Data records:
#####
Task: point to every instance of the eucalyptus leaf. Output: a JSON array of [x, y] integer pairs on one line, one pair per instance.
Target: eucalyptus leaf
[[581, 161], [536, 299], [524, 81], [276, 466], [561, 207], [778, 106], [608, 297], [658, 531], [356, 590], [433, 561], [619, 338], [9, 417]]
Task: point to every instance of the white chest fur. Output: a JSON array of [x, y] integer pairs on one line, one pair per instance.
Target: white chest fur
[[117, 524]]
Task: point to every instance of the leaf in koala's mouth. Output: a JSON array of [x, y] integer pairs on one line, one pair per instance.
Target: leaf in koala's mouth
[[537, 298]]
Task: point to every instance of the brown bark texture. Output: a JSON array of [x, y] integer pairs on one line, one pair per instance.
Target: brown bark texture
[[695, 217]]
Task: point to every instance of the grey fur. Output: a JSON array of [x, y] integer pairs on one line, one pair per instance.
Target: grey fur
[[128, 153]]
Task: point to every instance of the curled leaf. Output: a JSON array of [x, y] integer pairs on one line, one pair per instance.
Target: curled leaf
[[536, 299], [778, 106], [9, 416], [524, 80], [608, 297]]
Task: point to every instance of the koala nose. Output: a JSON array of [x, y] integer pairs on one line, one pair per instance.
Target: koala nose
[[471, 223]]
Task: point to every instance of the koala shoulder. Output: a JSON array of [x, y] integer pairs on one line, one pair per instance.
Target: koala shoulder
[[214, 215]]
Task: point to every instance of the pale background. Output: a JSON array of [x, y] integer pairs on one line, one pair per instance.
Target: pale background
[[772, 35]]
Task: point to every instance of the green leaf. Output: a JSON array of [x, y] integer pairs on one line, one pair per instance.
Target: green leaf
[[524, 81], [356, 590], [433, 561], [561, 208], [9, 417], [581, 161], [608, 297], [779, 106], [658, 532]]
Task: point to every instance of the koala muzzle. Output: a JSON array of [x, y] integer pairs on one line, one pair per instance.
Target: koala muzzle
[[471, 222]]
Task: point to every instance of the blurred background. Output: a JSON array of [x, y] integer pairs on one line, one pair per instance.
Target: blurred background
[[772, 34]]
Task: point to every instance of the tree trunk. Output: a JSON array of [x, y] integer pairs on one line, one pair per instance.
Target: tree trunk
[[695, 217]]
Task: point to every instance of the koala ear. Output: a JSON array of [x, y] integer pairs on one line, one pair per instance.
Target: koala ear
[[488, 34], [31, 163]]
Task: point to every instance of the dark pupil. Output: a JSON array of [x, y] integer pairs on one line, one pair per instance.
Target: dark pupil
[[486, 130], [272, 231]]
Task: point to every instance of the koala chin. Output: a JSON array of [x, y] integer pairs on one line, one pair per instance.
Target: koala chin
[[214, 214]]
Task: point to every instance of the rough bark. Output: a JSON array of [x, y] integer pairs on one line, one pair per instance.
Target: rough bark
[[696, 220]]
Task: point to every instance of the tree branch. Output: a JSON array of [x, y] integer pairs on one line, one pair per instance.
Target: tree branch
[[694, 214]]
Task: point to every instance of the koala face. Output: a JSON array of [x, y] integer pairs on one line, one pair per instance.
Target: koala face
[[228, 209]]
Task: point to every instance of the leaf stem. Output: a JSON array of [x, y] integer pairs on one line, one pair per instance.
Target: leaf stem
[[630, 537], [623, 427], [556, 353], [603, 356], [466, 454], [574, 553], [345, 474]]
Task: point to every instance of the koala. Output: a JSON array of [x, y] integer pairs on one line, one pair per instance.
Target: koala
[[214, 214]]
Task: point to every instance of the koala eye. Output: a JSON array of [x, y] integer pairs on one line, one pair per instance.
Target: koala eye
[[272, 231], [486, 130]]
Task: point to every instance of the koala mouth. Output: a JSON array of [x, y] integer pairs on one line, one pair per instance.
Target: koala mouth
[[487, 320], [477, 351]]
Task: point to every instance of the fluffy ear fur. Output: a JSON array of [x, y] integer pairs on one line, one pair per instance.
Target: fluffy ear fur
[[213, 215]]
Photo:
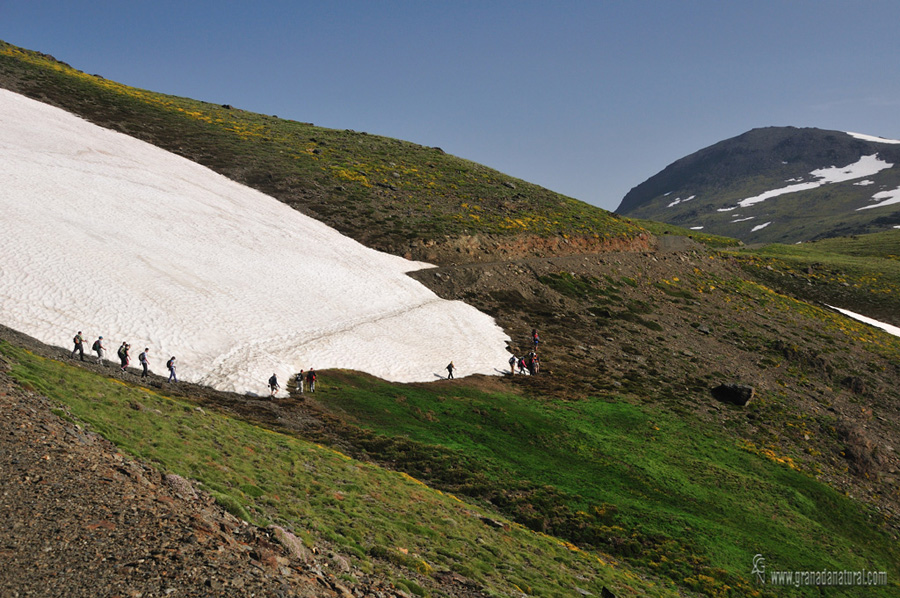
#####
Exercise requirements:
An exact copy is needed of every line from the one holding "Target: dark pupil" to the end of the entries above, both ends kept and each picture dropped.

Response area:
Target: dark pupil
[[486, 130], [272, 231]]
Task: point to every instance of the koala chin. Output: a JSON array of [x, y] integer pairs on one line, one pair per instance.
Target: koala chin
[[214, 214]]
Task: point to every instance of the rough bark. Output: a JSON array of [x, y] integer pairs on one line, one pair per instance.
Target: rough bark
[[696, 220]]
Task: point to every instance of the tree branch. Output: a JSON array of [x, y] integer pairs on one line, one pair per instance.
Target: tree branch
[[694, 214]]
Task: point to every instance of the koala face. Output: a JSON array of [x, y] integer pairs on one line, one pair per instance.
Target: koala face
[[228, 209]]
Task: point to every instance of the leaf stem. Output: a JSON array of [x, y] integer pairs on one line, one pair per instance.
Target: leaf stem
[[630, 537], [623, 427], [556, 353], [603, 356], [466, 454], [574, 553], [345, 474]]
Task: point to every instance of the koala. Output: a JSON array of [x, y] integer pairs on one line, one pair per instance.
Target: koala
[[214, 214]]
Task: point to every instance of the koala eye. Output: a JSON array of [x, y] integer pairs on one line, one pair per instance.
Target: koala eye
[[272, 231], [486, 130]]
Task: point to every instance of the koala mouth. Output: a JSON array of [x, y] integer pairs on one line, one pair per instance.
Target: koala mouth
[[487, 320], [477, 351]]
Task: point to every instance of the fluffy ear fur. Output: a JSON array of [x, y] integer pairs on one line, one pair per instance.
Target: fluffy ear fur
[[213, 215]]
Photo:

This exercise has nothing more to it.